* **TEXT ZUR ANALYSE**:
· · · ·
"In der Obama-Ära hat das Töten ein neues Merkmal bekommen, nennen wir es die "Verdrohnisierung". Es gibt keinen Kombattantenstatus, kein erklärtes Kriegsziel, keine Verhandlungsoption, und es werden keine Gefangenen gemacht. Es wird schlicht getötet, und wer zur falschen Zeit am falschen Ort ist, stirbt mit.
[...]
Auch
um unserer selbst willen sollten wir deshalb am Ende einer
US-Präsidentschaft, die mit dem Friedensnobelpreis begann, einen Moment
innehalten und eine überaus schlichte Frage zu beantworten suchen: Wie
halten es die USA, die Nato, der Westen mit dem Töten? Und welche Rechte
hatten jene, die getötet wurden?"
Das sind Fragen, auf die Charlotte Wiedemann in ihrem Artikel "Postfaktische Opfer" eine Antwort sucht. Wir
haben uns daran gewöhnt, dass Menschen per Drohne getötet werden. Nur
unter Einhaltung höchster Standards, was die Auswahl der "Ziele" angeht,
wie Offizielle, darunter auch der scheidende US-Präsident Barack Obama,
stets versichern. Der Gewöhnungseffekt lässt sich auch damit legitimieren,
dass Drohnen eben eine logische Folge technologischer Entwicklung sind.
Gebaut und eingesetzt wird eben, was machbar ist.
Doch stimmt das wirklich? Und steckt dahinter nicht eine gefährliche Logik?
· · · ·
* **DATENAUFLISTUNG**:
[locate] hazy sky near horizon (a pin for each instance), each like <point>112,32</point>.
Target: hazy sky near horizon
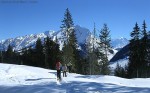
<point>23,17</point>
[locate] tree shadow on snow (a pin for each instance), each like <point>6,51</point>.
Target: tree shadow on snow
<point>38,79</point>
<point>74,87</point>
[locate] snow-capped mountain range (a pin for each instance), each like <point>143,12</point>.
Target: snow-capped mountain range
<point>29,40</point>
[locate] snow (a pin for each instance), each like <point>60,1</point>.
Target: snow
<point>26,79</point>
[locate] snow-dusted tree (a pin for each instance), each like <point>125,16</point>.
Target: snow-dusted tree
<point>70,52</point>
<point>104,48</point>
<point>145,51</point>
<point>134,66</point>
<point>92,57</point>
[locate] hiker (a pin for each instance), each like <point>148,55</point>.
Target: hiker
<point>64,69</point>
<point>58,68</point>
<point>69,67</point>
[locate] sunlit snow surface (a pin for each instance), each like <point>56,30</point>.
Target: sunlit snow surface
<point>25,79</point>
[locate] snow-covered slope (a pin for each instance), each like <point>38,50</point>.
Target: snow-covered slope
<point>25,79</point>
<point>119,43</point>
· · · ·
* **AUFGABE 1**: Wiederhole aus dem Text über Drohnentötungen wortgetreu alles von „Das sind Fragen, auf“ bis hinunter zu „eine gefährliche Logik?“.
* **AUFGABE 2**:
Beantworte anhand des Textes über Drohnentötungen die folgenden Fragen:
(a) Wie nennt der Text das neue Merkmal, das das Töten in der Obama-Ära bekommen hat?
(b) Womit begann laut dem Text die US-Präsidentschaft?
(c) Welchen Titel trägt der Artikel von Charlotte Wiedemann?

* **ERWARTETE ANTWORT 1**:
Das sind Fragen, auf die Charlotte Wiedemann in ihrem Artikel "Postfaktische Opfer" eine Antwort sucht. Wir
haben uns daran gewöhnt, dass Menschen per Drohne getötet werden. Nur
unter Einhaltung höchster Standards, was die Auswahl der "Ziele" angeht,
wie Offizielle, darunter auch der scheidende US-Präsident Barack Obama,
stets versichern. Der Gewöhnungseffekt lässt sich auch damit legitimieren,
dass Drohnen eben eine logische Folge technologischer Entwicklung sind.
Gebaut und eingesetzt wird eben, was machbar ist.
Doch stimmt das wirklich? Und steckt dahinter nicht eine gefährliche Logik?

* **ERWARTETE ANTWORT 2**:
(a) „Verdrohnisierung“
(b) Mit dem Friedensnobelpreis
(c) „Postfaktische Opfer“